* TASK DIRECTIONS *
Repeat the lines beginning at the one with "Target: reddish brown dirt" and running to the end of the material, keeping the first and last of them, exactly as they appear.

* INFORMATION *

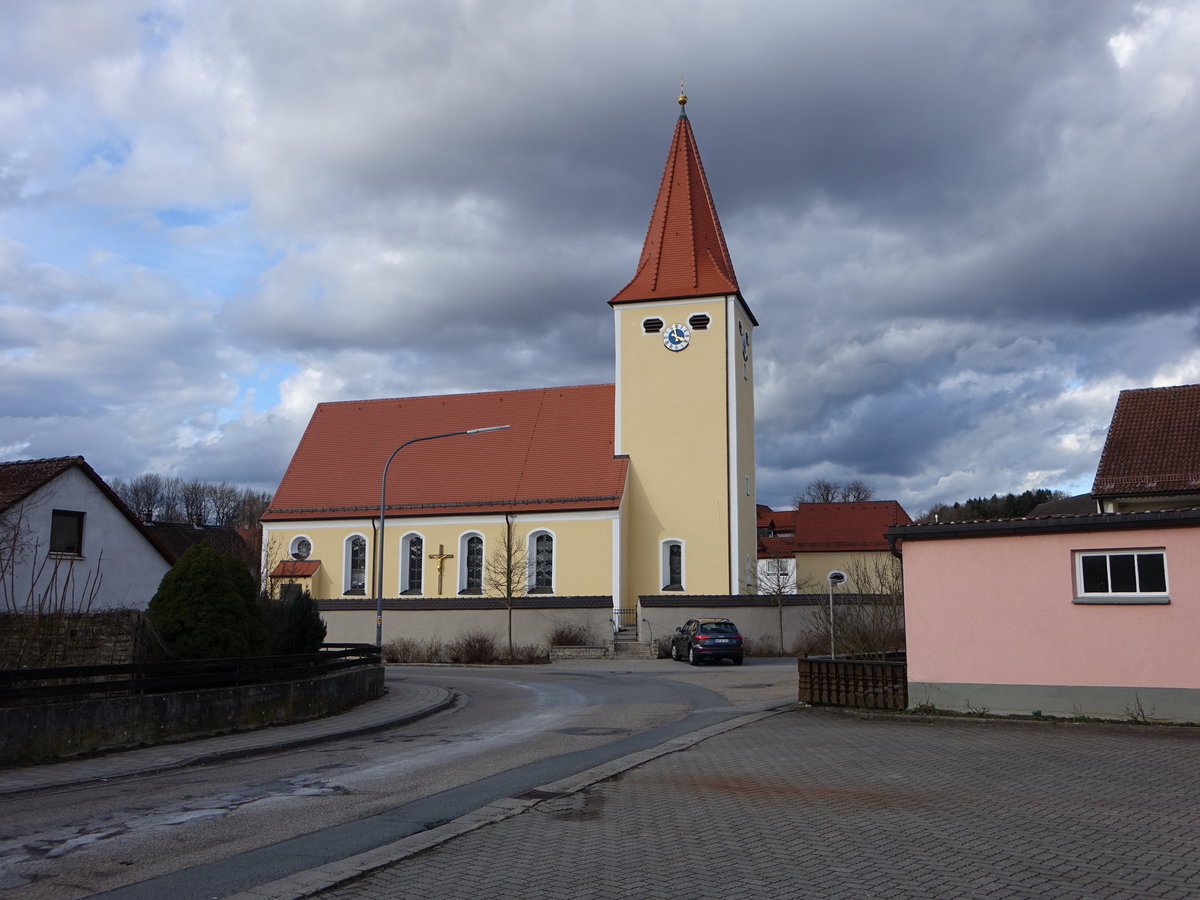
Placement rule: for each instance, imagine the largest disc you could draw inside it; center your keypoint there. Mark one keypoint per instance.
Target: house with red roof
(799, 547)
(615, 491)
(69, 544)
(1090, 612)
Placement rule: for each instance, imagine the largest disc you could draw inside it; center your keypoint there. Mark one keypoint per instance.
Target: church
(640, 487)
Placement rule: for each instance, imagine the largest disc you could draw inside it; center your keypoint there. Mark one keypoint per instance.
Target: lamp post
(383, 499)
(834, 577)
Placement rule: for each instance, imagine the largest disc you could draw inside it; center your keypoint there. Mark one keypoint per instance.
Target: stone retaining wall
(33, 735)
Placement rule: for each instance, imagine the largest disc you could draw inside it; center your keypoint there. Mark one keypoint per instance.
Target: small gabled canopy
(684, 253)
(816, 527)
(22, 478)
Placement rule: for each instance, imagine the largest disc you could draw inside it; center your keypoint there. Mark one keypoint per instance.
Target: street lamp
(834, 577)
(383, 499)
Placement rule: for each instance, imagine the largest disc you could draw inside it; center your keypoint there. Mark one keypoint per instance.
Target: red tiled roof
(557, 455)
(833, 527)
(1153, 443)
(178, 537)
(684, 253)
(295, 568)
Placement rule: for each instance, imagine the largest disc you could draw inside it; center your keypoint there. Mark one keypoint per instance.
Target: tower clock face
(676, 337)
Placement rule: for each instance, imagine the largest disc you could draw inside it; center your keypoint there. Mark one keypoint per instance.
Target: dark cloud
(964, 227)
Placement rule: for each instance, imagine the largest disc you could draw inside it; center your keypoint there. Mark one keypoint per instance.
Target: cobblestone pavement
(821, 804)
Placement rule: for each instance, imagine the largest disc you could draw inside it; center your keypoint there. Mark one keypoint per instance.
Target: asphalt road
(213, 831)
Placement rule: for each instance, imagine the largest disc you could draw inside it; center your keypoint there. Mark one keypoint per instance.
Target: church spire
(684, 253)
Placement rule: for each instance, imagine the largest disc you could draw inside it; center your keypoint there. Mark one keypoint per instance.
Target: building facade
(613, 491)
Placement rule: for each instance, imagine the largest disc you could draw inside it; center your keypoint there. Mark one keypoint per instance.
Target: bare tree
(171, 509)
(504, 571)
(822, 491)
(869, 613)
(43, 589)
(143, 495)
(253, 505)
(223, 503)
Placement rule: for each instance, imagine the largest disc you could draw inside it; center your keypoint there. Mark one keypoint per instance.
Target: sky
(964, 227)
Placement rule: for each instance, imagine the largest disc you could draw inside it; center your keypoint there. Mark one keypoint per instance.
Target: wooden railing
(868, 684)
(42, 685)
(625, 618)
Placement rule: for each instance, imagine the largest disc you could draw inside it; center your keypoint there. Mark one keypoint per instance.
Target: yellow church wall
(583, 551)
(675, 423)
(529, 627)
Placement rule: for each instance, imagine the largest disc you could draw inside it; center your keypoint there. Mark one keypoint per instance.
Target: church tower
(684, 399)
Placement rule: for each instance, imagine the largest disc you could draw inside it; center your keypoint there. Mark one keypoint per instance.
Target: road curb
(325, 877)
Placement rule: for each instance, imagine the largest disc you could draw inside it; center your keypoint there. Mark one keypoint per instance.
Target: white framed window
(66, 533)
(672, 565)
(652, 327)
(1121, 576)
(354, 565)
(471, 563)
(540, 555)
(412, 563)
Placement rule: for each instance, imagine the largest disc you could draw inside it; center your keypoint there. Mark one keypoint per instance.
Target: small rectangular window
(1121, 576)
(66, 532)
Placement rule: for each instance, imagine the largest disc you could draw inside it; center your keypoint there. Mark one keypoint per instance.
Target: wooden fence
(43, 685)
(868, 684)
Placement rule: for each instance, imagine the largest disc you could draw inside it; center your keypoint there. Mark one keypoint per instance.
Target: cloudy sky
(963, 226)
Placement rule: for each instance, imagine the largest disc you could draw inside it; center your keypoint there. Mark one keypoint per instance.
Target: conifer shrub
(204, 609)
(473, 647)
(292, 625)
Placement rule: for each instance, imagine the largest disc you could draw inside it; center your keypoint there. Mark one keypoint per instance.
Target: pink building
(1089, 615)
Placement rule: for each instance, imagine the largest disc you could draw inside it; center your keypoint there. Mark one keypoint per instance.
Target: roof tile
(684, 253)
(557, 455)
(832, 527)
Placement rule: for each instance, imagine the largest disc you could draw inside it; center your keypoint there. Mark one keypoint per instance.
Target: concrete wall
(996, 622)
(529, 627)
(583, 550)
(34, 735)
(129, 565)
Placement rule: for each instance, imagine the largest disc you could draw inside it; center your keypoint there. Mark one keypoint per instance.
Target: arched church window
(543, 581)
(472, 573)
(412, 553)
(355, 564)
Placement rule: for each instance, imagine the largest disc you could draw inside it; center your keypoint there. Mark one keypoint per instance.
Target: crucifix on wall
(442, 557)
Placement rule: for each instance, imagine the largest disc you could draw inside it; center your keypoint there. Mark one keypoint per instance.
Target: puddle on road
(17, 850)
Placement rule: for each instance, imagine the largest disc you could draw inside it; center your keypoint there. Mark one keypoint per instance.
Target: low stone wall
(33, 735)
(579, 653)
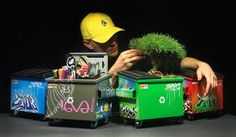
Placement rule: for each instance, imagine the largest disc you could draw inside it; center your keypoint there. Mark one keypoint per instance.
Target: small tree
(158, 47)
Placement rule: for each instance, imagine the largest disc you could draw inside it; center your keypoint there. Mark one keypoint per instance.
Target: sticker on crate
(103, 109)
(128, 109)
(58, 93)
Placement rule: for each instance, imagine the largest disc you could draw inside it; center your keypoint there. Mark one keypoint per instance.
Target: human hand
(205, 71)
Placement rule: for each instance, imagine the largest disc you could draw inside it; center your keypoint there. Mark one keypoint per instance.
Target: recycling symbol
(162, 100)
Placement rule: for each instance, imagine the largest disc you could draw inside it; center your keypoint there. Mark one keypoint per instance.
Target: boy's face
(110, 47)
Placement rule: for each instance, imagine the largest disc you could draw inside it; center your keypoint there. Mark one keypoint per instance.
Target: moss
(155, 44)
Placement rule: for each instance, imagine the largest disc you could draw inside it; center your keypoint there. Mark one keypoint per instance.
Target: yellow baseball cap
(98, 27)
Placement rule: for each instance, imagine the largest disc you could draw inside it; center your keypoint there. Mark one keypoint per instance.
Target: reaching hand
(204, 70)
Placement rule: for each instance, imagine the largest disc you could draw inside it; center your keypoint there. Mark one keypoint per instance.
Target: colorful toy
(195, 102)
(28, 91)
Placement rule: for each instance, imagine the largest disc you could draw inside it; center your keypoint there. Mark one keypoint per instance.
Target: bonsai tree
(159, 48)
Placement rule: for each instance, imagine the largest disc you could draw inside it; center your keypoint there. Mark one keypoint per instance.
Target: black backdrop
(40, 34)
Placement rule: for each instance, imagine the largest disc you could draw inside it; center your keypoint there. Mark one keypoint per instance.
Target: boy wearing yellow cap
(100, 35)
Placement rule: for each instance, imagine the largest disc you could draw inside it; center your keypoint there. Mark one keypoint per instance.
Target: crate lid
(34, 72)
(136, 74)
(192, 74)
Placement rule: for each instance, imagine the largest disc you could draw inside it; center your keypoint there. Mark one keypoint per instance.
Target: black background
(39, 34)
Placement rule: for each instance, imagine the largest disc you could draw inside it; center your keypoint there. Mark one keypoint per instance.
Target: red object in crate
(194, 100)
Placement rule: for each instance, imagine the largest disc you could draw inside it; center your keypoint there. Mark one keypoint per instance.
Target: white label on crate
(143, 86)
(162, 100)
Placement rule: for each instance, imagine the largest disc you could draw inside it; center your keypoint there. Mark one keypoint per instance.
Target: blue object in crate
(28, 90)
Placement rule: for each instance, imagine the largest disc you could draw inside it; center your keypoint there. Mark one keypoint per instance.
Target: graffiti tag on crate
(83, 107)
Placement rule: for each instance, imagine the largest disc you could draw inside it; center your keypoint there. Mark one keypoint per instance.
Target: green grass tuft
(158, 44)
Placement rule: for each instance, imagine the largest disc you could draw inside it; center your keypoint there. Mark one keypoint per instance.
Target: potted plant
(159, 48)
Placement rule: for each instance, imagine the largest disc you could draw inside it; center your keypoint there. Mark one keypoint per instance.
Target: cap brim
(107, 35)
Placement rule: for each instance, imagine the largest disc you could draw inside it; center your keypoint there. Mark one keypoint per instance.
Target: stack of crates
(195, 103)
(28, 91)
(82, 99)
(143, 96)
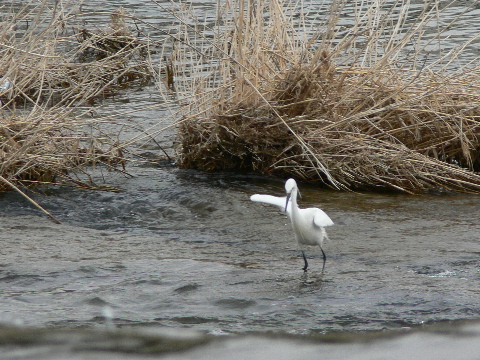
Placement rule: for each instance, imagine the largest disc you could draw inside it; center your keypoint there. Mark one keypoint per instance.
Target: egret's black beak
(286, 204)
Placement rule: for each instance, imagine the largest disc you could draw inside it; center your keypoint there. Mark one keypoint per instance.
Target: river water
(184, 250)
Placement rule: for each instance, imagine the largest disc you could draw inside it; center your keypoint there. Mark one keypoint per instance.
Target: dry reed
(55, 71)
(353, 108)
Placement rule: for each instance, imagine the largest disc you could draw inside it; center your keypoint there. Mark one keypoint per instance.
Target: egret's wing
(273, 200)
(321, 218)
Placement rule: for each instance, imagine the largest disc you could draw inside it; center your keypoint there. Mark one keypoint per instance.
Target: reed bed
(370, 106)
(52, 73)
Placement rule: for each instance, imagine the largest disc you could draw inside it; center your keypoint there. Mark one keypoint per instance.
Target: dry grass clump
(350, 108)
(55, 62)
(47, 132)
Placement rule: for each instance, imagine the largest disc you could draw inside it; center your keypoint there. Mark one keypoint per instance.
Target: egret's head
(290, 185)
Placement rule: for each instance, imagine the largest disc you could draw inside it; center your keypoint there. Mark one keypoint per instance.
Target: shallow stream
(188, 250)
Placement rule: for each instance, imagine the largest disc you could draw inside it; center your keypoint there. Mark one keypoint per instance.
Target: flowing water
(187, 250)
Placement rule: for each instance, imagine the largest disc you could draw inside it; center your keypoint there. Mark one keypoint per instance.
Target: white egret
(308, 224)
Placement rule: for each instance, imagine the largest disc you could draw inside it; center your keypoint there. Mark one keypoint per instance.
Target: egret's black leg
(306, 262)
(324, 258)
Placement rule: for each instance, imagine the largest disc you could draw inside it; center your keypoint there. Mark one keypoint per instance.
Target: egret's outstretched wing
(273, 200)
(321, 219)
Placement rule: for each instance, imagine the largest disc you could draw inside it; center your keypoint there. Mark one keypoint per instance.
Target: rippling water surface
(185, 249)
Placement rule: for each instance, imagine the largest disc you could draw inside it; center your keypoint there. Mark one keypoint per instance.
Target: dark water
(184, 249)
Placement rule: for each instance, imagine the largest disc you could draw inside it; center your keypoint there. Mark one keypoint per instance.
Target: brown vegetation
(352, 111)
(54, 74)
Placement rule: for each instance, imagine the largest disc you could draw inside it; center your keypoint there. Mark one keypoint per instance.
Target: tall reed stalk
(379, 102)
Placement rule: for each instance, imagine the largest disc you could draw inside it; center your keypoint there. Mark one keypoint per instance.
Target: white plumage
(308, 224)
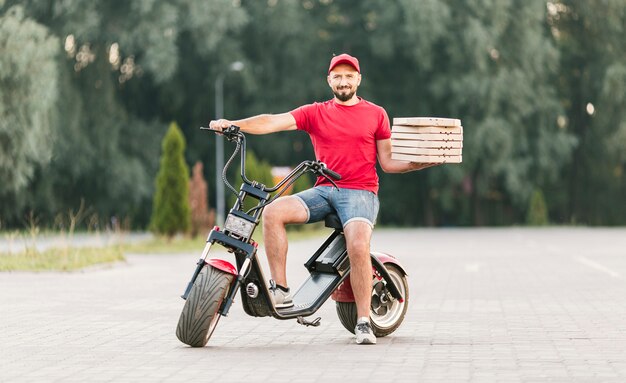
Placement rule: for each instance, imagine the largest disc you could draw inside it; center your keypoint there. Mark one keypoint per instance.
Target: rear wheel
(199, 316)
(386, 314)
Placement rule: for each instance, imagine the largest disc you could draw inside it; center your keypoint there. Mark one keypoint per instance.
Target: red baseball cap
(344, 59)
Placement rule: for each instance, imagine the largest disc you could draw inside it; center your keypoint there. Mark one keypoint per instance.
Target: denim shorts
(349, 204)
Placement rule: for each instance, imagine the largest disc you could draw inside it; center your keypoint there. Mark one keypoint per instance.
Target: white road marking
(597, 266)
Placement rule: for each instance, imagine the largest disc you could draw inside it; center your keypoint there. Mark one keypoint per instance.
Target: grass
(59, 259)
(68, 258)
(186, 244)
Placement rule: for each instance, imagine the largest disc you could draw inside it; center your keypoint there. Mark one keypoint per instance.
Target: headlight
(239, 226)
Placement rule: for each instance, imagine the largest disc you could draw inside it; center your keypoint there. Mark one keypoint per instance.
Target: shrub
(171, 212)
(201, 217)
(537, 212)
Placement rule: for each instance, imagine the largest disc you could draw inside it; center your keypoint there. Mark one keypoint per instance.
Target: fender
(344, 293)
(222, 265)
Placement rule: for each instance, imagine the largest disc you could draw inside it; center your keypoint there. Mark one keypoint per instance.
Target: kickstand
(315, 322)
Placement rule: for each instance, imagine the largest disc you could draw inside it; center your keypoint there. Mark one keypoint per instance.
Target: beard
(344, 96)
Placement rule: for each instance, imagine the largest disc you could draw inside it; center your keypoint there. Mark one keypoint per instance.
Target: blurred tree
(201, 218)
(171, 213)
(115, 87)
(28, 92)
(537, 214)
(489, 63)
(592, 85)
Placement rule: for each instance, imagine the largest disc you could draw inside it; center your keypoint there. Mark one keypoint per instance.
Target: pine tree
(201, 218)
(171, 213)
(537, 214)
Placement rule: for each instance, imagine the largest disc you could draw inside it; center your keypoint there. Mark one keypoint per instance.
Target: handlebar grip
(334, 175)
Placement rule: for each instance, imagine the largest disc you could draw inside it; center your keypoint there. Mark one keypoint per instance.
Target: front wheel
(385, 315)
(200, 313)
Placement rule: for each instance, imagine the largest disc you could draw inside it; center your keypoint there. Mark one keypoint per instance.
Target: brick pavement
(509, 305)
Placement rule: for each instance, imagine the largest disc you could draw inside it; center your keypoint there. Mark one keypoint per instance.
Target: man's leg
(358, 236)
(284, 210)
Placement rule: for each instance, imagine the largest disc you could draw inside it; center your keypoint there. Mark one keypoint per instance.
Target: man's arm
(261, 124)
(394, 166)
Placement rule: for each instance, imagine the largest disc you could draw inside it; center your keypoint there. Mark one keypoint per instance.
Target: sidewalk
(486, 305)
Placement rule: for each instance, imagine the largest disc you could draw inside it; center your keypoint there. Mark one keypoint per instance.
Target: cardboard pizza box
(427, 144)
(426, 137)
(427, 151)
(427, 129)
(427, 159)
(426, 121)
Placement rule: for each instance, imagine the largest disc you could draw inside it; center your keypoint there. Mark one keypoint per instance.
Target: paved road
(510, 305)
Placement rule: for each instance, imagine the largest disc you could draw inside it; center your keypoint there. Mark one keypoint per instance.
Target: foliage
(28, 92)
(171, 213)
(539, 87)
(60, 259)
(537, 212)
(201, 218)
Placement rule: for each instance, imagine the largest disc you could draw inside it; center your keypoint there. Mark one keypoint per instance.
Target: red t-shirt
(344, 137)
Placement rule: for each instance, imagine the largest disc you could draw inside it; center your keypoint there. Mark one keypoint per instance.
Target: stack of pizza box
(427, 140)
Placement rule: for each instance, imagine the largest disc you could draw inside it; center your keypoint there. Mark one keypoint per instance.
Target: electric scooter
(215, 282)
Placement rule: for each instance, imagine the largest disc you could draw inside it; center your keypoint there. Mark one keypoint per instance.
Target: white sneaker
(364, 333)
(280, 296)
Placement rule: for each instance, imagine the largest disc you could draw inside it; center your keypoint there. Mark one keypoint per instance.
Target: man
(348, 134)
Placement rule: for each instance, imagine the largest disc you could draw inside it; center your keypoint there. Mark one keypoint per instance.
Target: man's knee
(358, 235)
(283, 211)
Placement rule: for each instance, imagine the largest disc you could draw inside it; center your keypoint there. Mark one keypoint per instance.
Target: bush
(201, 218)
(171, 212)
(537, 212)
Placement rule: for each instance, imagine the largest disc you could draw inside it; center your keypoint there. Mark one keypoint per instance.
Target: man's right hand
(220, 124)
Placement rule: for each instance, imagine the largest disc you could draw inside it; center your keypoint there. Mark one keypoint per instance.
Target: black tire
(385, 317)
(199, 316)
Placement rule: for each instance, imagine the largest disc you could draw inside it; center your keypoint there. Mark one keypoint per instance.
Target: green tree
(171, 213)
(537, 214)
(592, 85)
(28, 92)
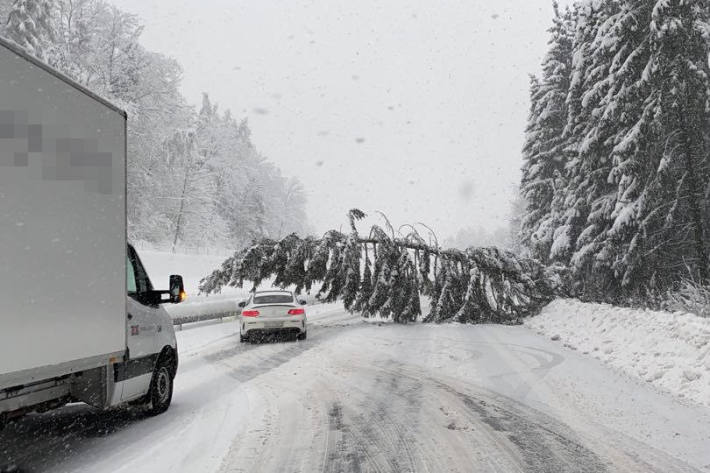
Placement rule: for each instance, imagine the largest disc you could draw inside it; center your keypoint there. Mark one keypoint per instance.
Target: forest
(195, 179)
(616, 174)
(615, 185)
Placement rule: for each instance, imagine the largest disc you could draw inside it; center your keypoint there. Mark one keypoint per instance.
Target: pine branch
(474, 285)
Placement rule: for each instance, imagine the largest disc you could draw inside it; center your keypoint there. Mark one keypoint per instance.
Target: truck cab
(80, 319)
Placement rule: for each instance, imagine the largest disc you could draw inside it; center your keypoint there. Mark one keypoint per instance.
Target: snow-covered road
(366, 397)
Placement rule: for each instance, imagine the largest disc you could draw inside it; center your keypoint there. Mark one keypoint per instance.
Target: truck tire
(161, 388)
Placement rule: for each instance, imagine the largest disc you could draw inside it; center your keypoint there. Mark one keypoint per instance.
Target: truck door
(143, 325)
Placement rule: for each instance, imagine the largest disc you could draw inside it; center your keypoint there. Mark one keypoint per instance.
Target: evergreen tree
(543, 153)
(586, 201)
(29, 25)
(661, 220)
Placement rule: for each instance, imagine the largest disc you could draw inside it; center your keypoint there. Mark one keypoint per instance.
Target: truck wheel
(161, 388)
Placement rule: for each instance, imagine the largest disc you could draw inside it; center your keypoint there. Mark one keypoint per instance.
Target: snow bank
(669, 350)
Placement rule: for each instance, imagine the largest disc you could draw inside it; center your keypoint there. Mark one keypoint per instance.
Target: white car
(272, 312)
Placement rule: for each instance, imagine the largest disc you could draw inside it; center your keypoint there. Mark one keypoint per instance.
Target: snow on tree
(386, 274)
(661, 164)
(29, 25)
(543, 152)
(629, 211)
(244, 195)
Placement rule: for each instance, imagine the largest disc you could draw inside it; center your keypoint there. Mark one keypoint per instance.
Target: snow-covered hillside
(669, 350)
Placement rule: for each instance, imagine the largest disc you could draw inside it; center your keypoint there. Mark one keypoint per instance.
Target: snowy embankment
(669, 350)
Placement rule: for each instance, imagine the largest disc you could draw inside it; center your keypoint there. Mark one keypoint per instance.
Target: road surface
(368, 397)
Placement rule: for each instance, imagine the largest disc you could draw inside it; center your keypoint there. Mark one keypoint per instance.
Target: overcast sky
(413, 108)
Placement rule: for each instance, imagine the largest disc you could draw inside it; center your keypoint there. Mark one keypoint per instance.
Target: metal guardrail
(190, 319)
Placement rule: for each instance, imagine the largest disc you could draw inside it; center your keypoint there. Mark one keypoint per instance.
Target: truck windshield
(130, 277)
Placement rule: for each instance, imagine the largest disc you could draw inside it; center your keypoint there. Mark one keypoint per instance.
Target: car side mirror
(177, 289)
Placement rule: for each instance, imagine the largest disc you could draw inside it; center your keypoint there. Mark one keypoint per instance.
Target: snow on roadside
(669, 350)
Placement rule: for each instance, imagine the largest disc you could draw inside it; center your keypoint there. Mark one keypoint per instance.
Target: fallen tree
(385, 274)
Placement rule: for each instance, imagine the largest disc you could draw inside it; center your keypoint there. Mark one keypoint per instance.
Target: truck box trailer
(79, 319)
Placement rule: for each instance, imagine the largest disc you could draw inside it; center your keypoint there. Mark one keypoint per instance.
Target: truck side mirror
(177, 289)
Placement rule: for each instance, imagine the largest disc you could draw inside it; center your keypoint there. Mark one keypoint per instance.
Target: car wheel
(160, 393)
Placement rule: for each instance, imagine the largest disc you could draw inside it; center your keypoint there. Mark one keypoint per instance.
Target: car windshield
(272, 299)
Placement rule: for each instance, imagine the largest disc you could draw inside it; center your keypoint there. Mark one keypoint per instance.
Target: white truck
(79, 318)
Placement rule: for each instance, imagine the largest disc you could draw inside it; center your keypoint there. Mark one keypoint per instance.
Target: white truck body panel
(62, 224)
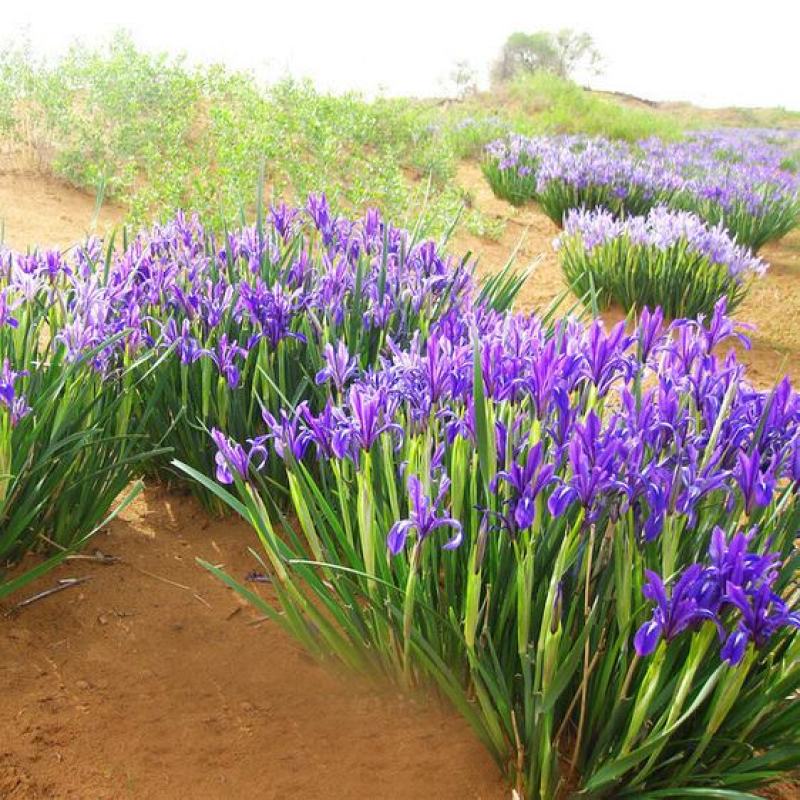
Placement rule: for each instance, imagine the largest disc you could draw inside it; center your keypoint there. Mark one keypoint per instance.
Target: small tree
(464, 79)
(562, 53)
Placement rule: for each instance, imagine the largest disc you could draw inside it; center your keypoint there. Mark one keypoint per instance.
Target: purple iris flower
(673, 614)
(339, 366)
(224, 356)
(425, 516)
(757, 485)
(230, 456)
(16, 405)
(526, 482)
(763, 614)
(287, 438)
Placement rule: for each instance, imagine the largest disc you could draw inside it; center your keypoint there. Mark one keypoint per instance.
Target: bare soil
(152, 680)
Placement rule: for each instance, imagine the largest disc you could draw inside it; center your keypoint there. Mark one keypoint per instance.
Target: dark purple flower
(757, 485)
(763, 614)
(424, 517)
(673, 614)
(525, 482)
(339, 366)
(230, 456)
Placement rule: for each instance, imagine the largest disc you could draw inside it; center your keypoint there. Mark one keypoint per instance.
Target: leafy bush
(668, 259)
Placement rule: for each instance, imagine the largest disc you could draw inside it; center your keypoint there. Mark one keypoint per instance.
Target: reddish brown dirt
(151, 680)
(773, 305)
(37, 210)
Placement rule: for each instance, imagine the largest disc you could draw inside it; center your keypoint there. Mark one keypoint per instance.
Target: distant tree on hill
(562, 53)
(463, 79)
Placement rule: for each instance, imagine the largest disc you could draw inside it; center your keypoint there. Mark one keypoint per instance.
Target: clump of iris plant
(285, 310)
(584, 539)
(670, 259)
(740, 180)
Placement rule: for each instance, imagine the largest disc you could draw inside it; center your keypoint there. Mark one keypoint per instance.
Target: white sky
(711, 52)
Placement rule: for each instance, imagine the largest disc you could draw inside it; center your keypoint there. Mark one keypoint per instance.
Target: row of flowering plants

* RESULT OF THIS EXERCISE *
Target: reddish brown dirt
(151, 680)
(773, 305)
(37, 210)
Placement rule: for each instance, imagine the largest disc you could draw inside it; center your keypoint there. Mark one keypoint per instance.
Target: distant tree on hill
(562, 53)
(463, 79)
Placement rule: for each instance, imagine the largest disc you could draw inside it; center your keypoint there. Mark one keypoint per instance.
Target: clump of iris plant
(285, 310)
(584, 539)
(670, 259)
(740, 180)
Placement rule: for each instance, imagine the largest disc you could draw inside it; center your keypoint there. Mark one keypoint per instance.
Target: white sky
(711, 52)
Placement rule: for each instance, imagine the largest disc you could draw inside it; center your keypoint there. Mark one keypoint per instance.
Target: row of flowering plants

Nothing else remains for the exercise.